• EXCERTO PARA LEITURA:
Ao segundo dia, o rock! O NOS Alive resolveu, em 24 horas, mudar agulhas e fazer soar mais alto os riffs e os solos das guitarras.
Novo dia, nova e intensa maratona de apresentações variadas para diferentes géneros e gostos. Assim como no arranque do Festival, o dia de ontem tinha de tudo, desde peixe miúdo até aos mais ferozes tubarões. O superpredador maior do dia, como seria de esperar, apresentou-se de dentes bem afiados, prontos a rasgar ouvidos e corações ávidos de rock estridente, saltitão e inquieto. Mas sobre os Foo Fighters há que esperar um pouco, que esta segunda data do Festival começou de forma diferente, com um power trio luso que dá pelo nome de Killimanjaro. Rock agressivo e bem esticado, por vezes até à fronteira do desconforto, isto se pensarmos em ouvidos mais inocentes e delicados. Para os outros, terão agradado. Uma bateria, um baixo, uma guitarra e amplificação a bombar podem sempre provocar convulsões, como bem sabemos. Para o caso, foi mais intenso o ruído do que a substância. Mas são do rock, e isso é sempre um ganho. Rock on, Killimanjaro!
Calcutá tem nome de paragem longínqua, mas no caso vertente, isso é um mero engano. Demos um pequeno pulo até ao Coreto by Arruada, palco simples e simpático, para ouvirmos este quarteto. Pouca gente a ver, embora aos poucos fossem chegando mais festivaleiros. A banda, decidindo acompanhar o número crescente de público, também foi ganhando força e confiança. Nos primeiros instantes, os sons que íamos ouvindo pareciam sair de uma daquelas antigas caixinhas de músicas que todas as avós de outros tempos tinham em cómodas de fina madeira. Tranquilos, os sons dos Calcutá. Engraçados, até. A originalidade não é muita, mas estão agora a começar e o primeiro registo em forma de EP nem sequer ainda saiu, embora esteja para breve. Corria uma brisa fresca, e fomos com ela para outras paragens.

A caminho, portanto. De passagem, ouvimos alguns momentos do que tocavam os Lot, no Palco Heineken. São três, os músicos, e no que fazem prevalecem os teclados e um ou outro momento de vocoderizacão. É fácil apostar e ganhar: devem gostar de James Blake, embora estejam a universos de distância do que faz o mago inglês. Também um pouco de AIR, como aliás a versão de “All I Need” pode confirmar. Não se trata, sequer, de uma imitação. Se fosse, seria demasiadamente inócua e previsível. Há apenas ecos dessa sonoridade, e pouco mais. Preferimoss pensar assim destes portugueses. Seguimos caminho, embora numa passada ainda algo dançante, mas em slow motion.
Quem estreou o palco NOS no segundo dia foi Tiago Bettencourt. O cantautor português tentou puxar pelo público com a “Canção do Engate”, de António Variações, por entre cantigas da sua carreira a solo – como “Maria”, “Só Mais Uma Volta”, “Laços”, “Morena” ou, para regozijo do público, o clássico “Carta”, dos Toranja – mas a tentativa não passaria disso mesmo.

• ENUNCIADO DA TAREFA: Por favor, continue a crónica sobre o segundo dia do NOS Alive a partir da última frase apresentada.

• LISTA DE REGISTOS:
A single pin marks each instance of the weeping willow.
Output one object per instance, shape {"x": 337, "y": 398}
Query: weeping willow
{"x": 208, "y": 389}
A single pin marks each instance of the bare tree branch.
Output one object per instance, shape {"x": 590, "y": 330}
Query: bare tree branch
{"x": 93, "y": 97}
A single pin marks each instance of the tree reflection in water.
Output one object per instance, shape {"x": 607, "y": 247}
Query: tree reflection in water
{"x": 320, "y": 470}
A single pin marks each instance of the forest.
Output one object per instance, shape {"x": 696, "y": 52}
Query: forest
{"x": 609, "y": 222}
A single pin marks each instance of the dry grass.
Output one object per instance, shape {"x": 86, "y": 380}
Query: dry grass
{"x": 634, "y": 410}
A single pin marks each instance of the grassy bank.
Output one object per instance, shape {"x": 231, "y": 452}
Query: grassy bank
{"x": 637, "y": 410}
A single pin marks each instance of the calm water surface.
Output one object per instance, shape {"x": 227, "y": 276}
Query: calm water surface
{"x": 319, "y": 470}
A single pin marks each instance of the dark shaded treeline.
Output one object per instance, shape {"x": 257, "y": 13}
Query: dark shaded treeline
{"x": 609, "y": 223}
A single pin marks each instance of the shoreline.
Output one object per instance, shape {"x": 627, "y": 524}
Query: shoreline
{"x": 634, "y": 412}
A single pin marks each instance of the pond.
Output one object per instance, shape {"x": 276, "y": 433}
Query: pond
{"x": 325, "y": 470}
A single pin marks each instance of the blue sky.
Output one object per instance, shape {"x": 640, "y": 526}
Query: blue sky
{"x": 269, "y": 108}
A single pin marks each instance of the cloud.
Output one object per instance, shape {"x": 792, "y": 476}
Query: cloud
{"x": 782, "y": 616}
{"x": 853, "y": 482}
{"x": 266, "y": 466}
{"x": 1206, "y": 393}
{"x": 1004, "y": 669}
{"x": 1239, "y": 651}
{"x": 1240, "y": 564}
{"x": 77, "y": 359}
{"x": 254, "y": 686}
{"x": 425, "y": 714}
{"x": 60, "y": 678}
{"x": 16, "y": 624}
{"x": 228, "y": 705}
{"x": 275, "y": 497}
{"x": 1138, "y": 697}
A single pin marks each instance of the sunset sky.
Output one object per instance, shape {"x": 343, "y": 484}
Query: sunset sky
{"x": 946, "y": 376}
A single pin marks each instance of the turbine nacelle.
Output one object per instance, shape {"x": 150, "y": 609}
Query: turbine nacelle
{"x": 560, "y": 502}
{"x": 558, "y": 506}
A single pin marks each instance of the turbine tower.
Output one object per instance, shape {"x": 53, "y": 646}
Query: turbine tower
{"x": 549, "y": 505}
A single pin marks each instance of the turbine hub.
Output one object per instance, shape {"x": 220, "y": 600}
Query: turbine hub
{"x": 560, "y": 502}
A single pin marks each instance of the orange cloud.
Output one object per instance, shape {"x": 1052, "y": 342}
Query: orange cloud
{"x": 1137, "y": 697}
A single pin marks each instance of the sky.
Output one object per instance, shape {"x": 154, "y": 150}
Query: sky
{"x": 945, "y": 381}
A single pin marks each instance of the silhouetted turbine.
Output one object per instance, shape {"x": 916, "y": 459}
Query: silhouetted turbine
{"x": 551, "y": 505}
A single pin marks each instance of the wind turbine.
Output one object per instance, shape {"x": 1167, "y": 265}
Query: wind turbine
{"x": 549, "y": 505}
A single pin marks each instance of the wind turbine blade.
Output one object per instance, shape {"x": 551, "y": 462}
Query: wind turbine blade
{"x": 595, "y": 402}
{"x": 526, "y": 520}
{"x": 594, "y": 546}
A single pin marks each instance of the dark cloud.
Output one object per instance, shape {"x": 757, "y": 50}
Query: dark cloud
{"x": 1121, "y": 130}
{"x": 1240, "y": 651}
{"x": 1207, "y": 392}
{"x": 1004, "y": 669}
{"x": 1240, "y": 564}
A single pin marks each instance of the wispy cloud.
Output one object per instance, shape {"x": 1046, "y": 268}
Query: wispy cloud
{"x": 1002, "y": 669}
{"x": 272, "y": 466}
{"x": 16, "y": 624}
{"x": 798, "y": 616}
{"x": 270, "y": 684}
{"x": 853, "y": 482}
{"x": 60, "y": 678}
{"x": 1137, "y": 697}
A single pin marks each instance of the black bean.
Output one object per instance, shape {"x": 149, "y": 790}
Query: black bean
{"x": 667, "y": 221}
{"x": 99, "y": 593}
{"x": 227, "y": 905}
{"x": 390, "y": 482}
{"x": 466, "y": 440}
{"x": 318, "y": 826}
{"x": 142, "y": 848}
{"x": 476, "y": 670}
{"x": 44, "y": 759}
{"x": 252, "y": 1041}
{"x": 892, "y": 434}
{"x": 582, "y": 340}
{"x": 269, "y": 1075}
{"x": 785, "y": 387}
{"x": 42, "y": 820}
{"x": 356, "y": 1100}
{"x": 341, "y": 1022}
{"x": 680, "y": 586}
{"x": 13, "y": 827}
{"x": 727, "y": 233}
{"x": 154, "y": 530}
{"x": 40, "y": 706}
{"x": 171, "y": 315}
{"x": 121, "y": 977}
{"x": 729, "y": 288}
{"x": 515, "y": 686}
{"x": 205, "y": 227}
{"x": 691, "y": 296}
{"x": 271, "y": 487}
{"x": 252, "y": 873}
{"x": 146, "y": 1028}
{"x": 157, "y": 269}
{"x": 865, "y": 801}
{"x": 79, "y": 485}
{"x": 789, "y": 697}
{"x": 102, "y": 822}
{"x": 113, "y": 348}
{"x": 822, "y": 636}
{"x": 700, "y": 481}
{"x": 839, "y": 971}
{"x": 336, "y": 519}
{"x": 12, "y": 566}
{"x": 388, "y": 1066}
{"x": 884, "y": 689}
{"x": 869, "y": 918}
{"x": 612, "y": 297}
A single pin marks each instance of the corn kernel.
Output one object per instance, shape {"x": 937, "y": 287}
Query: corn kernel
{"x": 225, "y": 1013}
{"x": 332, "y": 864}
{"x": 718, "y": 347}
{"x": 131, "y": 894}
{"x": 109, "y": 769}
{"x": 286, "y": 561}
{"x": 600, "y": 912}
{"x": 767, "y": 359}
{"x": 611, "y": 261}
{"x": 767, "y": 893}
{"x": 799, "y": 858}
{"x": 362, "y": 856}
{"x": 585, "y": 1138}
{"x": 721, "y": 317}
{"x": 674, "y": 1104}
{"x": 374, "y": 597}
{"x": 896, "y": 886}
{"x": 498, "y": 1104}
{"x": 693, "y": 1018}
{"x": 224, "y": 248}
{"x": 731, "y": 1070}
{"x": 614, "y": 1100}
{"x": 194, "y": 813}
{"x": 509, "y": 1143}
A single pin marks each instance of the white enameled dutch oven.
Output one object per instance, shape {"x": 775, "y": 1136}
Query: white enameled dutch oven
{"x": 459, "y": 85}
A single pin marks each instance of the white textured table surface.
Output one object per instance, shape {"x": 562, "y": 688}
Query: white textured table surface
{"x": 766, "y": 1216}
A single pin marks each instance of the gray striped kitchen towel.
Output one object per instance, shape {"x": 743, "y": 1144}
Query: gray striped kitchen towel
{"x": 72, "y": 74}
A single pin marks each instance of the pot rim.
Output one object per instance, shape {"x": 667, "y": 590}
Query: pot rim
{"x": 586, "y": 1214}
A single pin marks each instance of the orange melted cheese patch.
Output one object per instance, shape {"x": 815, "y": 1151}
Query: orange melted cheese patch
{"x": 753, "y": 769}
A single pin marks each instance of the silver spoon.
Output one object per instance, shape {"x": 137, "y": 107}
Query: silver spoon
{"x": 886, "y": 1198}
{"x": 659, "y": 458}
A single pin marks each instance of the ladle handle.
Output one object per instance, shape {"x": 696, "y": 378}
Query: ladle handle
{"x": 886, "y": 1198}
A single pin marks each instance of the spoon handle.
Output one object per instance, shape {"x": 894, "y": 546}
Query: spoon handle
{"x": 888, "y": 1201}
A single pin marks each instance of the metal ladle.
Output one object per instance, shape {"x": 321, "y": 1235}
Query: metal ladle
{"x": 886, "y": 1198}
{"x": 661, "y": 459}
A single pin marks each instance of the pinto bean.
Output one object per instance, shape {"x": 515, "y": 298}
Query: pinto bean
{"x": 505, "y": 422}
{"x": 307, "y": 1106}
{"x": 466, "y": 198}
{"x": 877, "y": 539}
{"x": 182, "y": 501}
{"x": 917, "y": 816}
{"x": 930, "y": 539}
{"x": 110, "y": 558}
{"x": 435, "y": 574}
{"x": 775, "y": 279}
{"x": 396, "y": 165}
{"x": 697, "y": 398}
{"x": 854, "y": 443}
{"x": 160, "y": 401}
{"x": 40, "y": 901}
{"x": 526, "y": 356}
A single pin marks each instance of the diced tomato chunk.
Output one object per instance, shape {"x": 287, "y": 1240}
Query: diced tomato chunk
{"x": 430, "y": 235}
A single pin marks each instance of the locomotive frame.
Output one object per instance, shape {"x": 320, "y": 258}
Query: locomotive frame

• RESULTADO DA TAREFA:
Parámos, minutos depois, no NOS Clubbing. Nova banda lusa. Apetece dizer que com “Cave é outra Story”. Bom rock, melódico e altivo, som de boa escola. Energia a rodos, mas da boa, daquela que faz mexer e que apetece pular. Bons riffs, canções longas e diretas. Mas, no entanto, à quarta banda tuga do dia, nenhuma se expressa em português. Sim, ok, a linguagem da música não tem pátria própria, nem casa com poucas assoalhadas. Tudo nela cabe, mas talvez por isso a nossa língua devesse aparecer cantada um bocadinho mais. Isto não é um lamento. É mais uma constatação a propósito do que ouvimos no início do dia de ontem. Coincidências, talvez. Mas voltando a Cave Story e terminando o que queríamos verdadeiramente dizer: gostámos bastante, principalmente quando ouvimos “Body of Work”, que soa a Pavement por todos os lados. Querem melhor elogio do que este? Pois, também não nos parece.
Savages abriram caminho sem misericórdia, no palco Heineken, mostrando como se dá um concerto a sério. “City’s Full”, “Shut Up” e uma guitarra inacreditável, uma energia arrepiante, a plateia completamente cheia e rendida. A vocalista Jehnny Beth salta ao fosso em “Husbands” e incentiva às palmas, originando uma euforia de bradar aos céus. O girl power ferrenho sentia-se nas letras e na energia enraivecida que vinha do palco. Em “I Need Something New” o baixo mais gordo do festival. Em “The Answer” estava dado o mote para o mosh. Uma força imbatível e os tímpanos a fazer ruído dos aplausos e gritos, Beth a abraçar o público em “Hit Me”, com um público em peso a cobrir o tapete verde do palco Heineken. A intensidade ia escalando com o crowdsurf da incansável frontman, um comboio a vapor imparável a sair das colunas, como um jaguar a rasgar tímpanos e corações, a esmagar crâneos e cérebros. Por fim, “Adore Life” e a referência ao livro The Handmaid’s Tale, de Margaret Atwood, com a emancipadora “Fuckers”. “Obrigado, obrigado, obrigado”, estava a festa montada.

20:30 foi o momento inicial do revivalismo. Andámos para trás e assistimos ao tempo em que os The Cult ocuparam um espaço relevante no mundo da música. Lembram-se deles? Quantos braços no ar a acenar afirmativamente? Enfim, cada qual faça a contagem que entender. Nós, no entanto, dizemos que sim, que nos lembramos bem do impacto da banda, que no entanto (o tempo é sempre uma coisa lixada) foi perdendo importância, extinguindo-se quase completamente. O que vimos ontem em palco foi estranho, mais parecendo um filme que o nosso imaginário ia desbobinando. Mais isso do que uma coisa real, ali bem à nossa frente. Por isso, um duplo veredito: o que a memória nos deu, confortou-nos. Quanto à realidade nua e crua, nem por isso. É o tempo, é o tempo e as maldades que ele nos faz. A nós e aos The Cult, como se percebeu.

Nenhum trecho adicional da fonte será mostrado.